__Directions__
1. Return the stretch of the forum thread about the word "Oi" from "## river dog" through "or far away.", copied word for word.
2. Rewrite every line of the records below as a numbered list, omitting blank lines and leaving the pictures out.

--- START Source text ---

# The word "Oi"



## chaosfactorxx

Just wondering your thoughts on the word? I know kids that use it entirely too much and kids that fucking HATE it. Personally I use it, mostly because it gets kids attention and mostly because I'm just used to it at his point. I had a kid freak out at me screaming "my name's not fucking OI!" because i said to too him once to get his attention. I dunno. I'm just curious about people's opion I guess.


----------



## bryanpaul

nice.... kinda silly..kinda dumb.. but also a relevant thread........ yeah i guess it's just like any other "culturally exclusive"(?) word......on one hand it's like "oh god, these fuckin oogly crusttards wont stop OIing at me" but on the other handit kinda helps identify folks in our culture.... i dunno, i think it's kind of cool to have words and phrases that are sort of exclusive to us........ as much as the rainbow kid talk annoys me i think it's cool that folks have a verbal culture....and with the train riding community i think its cool to have words that can help let folks know that your "in the scene"... as much as i might crack jokes on "oi" and carharts and face tats and shit...when i see some travelin folk i'll say "oi....whats up"......it's nice to be a part of a scene/culture....... same with a rag on yer neck...it actually kinda sux tho..cuz wearin a rag seems to be pretty hip these days.... i'll see somebody witta backpack and bandana around their neck and be like "oh hey, you on the rails too dood?" and they look at me like im a idiot................................basically my dumb point is..... our culture is just that ...a culture... and as much as i like to poke fun at the crusty travelin kid stereotypes....it's nice to have our own terms and words and jokes and shit.... OI


----------



## river dog

its like manowar, you can have fun knowing the joke AND partaking in it. i say oi, it gets peoples attention and i like it. jargon is good


----------



## acrata4ever

i say hoi (hoy) its dutch. it means hello from a distance or far away.

--- END Source text ---
--- START Dataset entries ---

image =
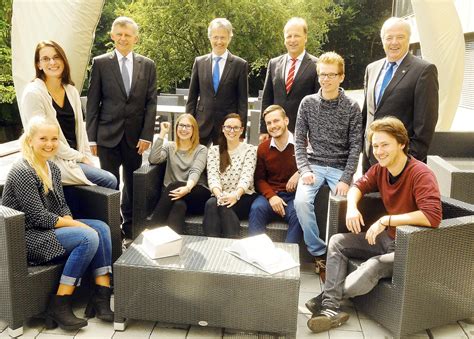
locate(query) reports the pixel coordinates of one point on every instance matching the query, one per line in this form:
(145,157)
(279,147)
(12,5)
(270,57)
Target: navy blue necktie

--- END Dataset entries ---

__Results__
1.
## river dog

its like manowar, you can have fun knowing the joke AND partaking in it. i say oi, it gets peoples attention and i like it. jargon is good


----------



## acrata4ever

i say hoi (hoy) its dutch. it means hello from a distance or far away.

2.
1. image =
2. locate(query) reports the pixel coordinates of one point on every instance matching the query, one per line in this form:
3. (145,157)
4. (279,147)
5. (12,5)
6. (270,57)
7. Target: navy blue necktie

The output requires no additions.